_AIM OF THE TASK_
One exact copy of the listing, minus the images, is the required answer.

---------------

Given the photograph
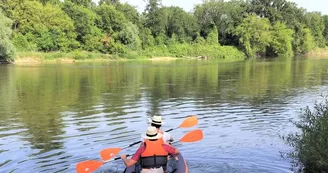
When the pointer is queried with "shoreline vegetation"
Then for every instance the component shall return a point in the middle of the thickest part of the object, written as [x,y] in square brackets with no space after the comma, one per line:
[83,56]
[85,30]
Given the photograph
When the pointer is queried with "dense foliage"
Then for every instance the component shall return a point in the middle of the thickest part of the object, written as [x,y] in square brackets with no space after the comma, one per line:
[310,154]
[7,50]
[256,27]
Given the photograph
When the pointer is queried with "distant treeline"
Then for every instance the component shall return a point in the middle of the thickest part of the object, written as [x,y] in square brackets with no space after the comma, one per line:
[232,28]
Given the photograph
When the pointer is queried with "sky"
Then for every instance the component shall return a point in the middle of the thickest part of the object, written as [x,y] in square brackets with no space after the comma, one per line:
[310,5]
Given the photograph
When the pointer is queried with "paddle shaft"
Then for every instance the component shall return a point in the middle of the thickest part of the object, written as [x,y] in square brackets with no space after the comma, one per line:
[141,141]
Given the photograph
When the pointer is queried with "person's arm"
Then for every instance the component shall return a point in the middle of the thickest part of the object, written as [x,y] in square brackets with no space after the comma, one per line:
[135,158]
[168,137]
[170,149]
[128,162]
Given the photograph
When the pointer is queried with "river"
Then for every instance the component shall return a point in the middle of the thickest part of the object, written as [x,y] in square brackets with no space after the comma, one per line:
[53,116]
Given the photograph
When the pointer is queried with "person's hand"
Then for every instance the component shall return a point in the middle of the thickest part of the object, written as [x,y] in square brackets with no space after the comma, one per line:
[123,156]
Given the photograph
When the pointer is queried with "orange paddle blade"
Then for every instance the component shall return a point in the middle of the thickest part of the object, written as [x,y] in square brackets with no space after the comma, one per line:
[109,153]
[189,122]
[193,136]
[88,166]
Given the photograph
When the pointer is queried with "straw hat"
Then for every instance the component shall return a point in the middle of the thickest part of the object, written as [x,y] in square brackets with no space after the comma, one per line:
[156,120]
[151,133]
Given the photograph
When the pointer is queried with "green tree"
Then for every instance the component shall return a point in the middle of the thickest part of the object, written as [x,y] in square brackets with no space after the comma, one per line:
[7,50]
[212,37]
[88,35]
[130,13]
[281,42]
[304,41]
[310,145]
[325,31]
[55,32]
[180,23]
[225,15]
[254,34]
[86,3]
[316,24]
[155,17]
[112,22]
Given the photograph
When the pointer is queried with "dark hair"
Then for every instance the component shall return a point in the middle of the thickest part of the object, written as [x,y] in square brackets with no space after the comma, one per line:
[156,125]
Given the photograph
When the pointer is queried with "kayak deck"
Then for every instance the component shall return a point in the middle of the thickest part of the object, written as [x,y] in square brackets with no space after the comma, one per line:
[182,167]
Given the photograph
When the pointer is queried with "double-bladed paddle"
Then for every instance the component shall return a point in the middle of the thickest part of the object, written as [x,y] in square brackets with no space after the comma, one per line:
[187,123]
[92,165]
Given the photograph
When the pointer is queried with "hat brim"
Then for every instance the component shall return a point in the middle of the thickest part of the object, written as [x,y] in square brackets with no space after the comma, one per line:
[144,135]
[151,121]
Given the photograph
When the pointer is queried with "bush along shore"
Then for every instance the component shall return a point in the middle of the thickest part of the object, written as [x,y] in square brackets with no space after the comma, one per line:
[310,143]
[110,29]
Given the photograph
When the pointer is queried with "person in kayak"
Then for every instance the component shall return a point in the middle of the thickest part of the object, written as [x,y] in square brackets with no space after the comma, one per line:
[157,122]
[153,154]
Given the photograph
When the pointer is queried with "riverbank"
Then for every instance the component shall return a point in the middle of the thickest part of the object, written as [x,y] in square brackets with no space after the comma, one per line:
[73,57]
[318,52]
[156,53]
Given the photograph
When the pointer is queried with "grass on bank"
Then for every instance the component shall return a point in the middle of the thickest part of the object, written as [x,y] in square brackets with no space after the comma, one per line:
[175,50]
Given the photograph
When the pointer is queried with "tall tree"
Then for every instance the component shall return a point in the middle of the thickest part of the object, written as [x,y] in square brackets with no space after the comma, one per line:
[225,15]
[325,31]
[155,18]
[316,24]
[7,50]
[254,34]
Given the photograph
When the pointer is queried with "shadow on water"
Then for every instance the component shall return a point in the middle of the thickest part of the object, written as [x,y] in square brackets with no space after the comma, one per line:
[53,116]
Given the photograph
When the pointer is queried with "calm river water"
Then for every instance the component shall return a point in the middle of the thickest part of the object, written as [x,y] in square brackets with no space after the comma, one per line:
[53,116]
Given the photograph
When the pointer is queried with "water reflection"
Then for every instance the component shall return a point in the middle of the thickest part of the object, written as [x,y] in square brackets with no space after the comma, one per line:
[53,116]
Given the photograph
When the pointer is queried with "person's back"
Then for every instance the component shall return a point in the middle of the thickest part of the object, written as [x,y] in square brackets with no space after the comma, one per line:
[153,153]
[157,122]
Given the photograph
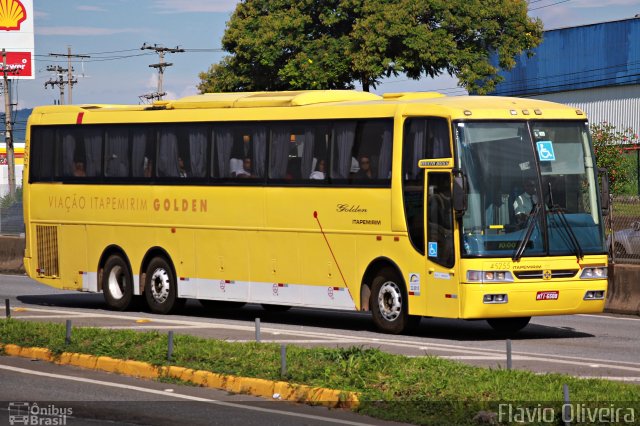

---------------

_ANSWER SPACE_
Given the photograph
When the pointer is queried with "shoreline vegetation"
Then for every instance the component shall return a point in the middle of the thickest part of the object, written as [x,y] in square brackets with no space after the comma, one per line:
[83,56]
[85,30]
Given the photograph
When the pointer is queried with "dense foliage"
Then for every instance the component shall return a point in the middle of the thickest part of the object, written as [x,y] in square brackets with no space after the comma, one per line:
[310,154]
[7,50]
[256,27]
Given the photograph
When the pointer is queried with "distant treeline"
Then for every instance the component shall return a point in the middle of the thickest part of the object, written as [x,y] in square brackets with no space after the comma, one per line:
[232,28]
Given the photograph
When the pointer is queried with "sky"
Then for every instance the component shall return a point in the middle of the thickest part of the object, written as [x,y] in square brackets with no space after the comma, one per line:
[310,5]
Given the photograph
When the pointer is queried with "paddle shaft"
Then for every instance the component shall return a point in the middle of the thickest part of the object, written as [x,y] in square brackets with no space after the comma, one per line:
[141,141]
Given the photograph
When the pointer is queried with "person's arm"
Then for every instance the component shall return a point in the middle of the thickest part of the object, written as [x,y] in square brackets with no space after the comma, one per line:
[135,158]
[168,137]
[170,149]
[128,162]
Given the photograph
When the pointer is queried with "river"
Then for every instance the component shall return a point in the middle of the thickest part of the object, written as [x,y] in square brackets with no space after the comma, one per line:
[53,116]
Given the photograph
When the pointer is queried with "person's hand"
Then for every instance the component shall return a point in the middle of the thickest part of the object, written as [x,y] in square brackets with no space after the comma, one per line:
[123,156]
Given the photograph
When the pointer is queried with "orange paddle blade"
Then for every instance the component shall return a point in the middle of the thickest part of the object, written as [x,y] in square brackets with no space after the comma, one per line:
[109,153]
[189,122]
[193,136]
[88,166]
Given the photograph
When the pointer is queried with "straw hat"
Then for every instance the component shall return a point in the middle of the thickest part of the object, written as [x,y] in square brackets with no space after the comma, one per line:
[156,120]
[151,133]
Given the photograph
When the pointer is queried with "green tree"
Then for every instance the component shall return a point in the middle of the thickest part of the object, written as [x,y] in square brackets with no space after the comma, one per line:
[7,50]
[212,37]
[88,35]
[130,13]
[281,42]
[304,41]
[310,145]
[325,31]
[55,32]
[180,23]
[225,15]
[254,34]
[86,3]
[316,24]
[155,17]
[112,22]
Given the photograph
When the pointer is queried with "dark hair"
Then for every instance the component shall return a point in the middle of the thickest part of the object, written as [x,y] in square brackets with no space after the comma, one per line:
[156,125]
Given the photograph
When the pointer is queried with "kayak deck"
Then for every instance the component shall return a point in the middle of the thickest part of the object, written as [x,y] in square brackets with no space after the comma, one per line:
[182,167]
Given the photograph
When the pointer is queried with "double-bladed paddle"
Then for every instance the component shall return a point in the middle of the thickest part of the object, written as [x,y] in square brackets with no space after the comma, one per line:
[187,123]
[92,165]
Given the photograph
When the pointer is queried with "hat brim"
Then for every instance the component shall return a point in the middle of the thickest part of the object, written as [x,y] in square brackets with no space after the comma, one per line:
[144,135]
[151,121]
Given the photograph
When the pointer is queried with "bush along shore"
Then for every instance the component shall return a point in the middle of the thickest part of the object, written as [x,y] in square brackets with no space after the comma, one per line:
[310,143]
[110,29]
Given the photograph
When the pointer is queried with "person in kayak"
Then for every instance the component shall return a point in the middle of the thickest part of the object, written as [x,y] in square brackets with no space after the comma, one per line:
[157,122]
[153,154]
Given the photograph
When the pointer is queried with "riverbank"
Then for every instance the component shall return a point in the middle of the thickest part of the object, written as [x,y] in square brackets with no space after the comma, one per line:
[73,57]
[318,52]
[156,53]
Given the photograph
When the pointer is queried with "grass on bank"
Then for every instance the component shall return a point in the middle of the thickest part of the object, written as [x,y] in square brackets with no space after the comma, one per line:
[175,50]
Given the photograph
When the pointer is queried with "tall tree"
Then for every instance the component shall return a point in the middle of the thickest part of the object, written as [x,y] in square brackets with no space after the comma, one per line:
[225,15]
[325,31]
[155,18]
[316,24]
[7,50]
[254,34]
Given the photograph
When the pointer is queried with "shadow on water"
Then for every instance the component shall return a point in the middle of the thickest part of the object, written as [x,y] in square brackets with no space after the comma, one per line:
[53,116]
Given the photograph
When the pointer is queried with "calm river water"
Then for every instance the component shall return a point in the middle of the thickest part of the object, written as [x,y] in square brackets with no space after the comma, one per line:
[53,116]
Given the photograph
When the pointer is queried with "water reflection"
Then for every instance the component shall return a point in the middle of the thickest part of the object, written as [x,y] in square brackets with no space after the comma, one per line:
[53,116]
Given the photograph
When the pointer is queried with "person's back"
Then for every instance the component shall return a point in the middle of the thickest part of the object, written as [x,y] in square brackets with no space after the comma, one per line:
[153,153]
[157,122]
Given the photograph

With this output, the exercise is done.